(Image-grounded pointing data)
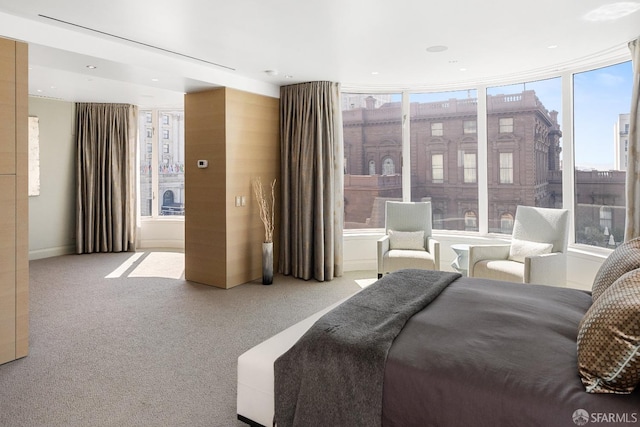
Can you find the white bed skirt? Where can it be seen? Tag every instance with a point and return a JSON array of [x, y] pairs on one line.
[[255, 398]]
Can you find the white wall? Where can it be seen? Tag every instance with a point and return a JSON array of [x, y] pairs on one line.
[[51, 214]]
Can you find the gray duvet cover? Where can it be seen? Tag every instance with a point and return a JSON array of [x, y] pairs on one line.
[[489, 353]]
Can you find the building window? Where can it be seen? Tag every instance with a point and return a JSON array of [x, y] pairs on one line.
[[470, 126], [437, 168], [606, 217], [161, 190], [470, 221], [506, 168], [388, 168], [438, 219], [469, 168], [506, 223], [506, 125]]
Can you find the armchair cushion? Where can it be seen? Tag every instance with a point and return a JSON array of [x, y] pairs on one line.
[[523, 248], [510, 271], [398, 259], [410, 240]]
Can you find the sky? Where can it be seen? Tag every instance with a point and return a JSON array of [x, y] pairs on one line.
[[599, 97]]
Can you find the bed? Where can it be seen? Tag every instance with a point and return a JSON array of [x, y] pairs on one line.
[[478, 352]]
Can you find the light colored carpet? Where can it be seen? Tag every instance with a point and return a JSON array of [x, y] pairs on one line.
[[124, 340]]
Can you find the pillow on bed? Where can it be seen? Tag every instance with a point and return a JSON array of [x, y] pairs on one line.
[[625, 258], [406, 240], [523, 248], [609, 339]]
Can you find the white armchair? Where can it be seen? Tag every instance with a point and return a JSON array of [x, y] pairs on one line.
[[408, 241], [537, 253]]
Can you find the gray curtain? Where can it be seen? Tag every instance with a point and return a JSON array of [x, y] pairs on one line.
[[312, 210], [106, 199], [632, 225]]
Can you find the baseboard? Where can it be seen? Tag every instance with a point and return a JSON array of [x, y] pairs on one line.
[[248, 421], [51, 252]]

EXERCISE OBJECTIVE
Taking the line that contains "Can you find the pillow" as the first, reproduce every line through the end of the entries exactly.

RESPONSE TO THIS EXERCISE
Can you find the pillow on bed? Where can it be seen? Tag every instance with a point and return a JSON array of [x, y] pairs on one line.
[[625, 258], [406, 240], [523, 248], [609, 339]]
Can you find the white armchair? Where can it be seen? Tag every instance with a point and return a JSON array of [x, y] pairs on one line.
[[408, 241], [537, 253]]
Can you find the gray curtain? Where can it be seen? Tag every instance with a point and return a JSON array of [x, y] pairs on one line.
[[312, 210], [106, 199], [632, 225]]
Can you find the baseboard? Where can it be seen? Tag every instance with a point and return a JSON array of [x, y] pairs on one line.
[[248, 421], [51, 252]]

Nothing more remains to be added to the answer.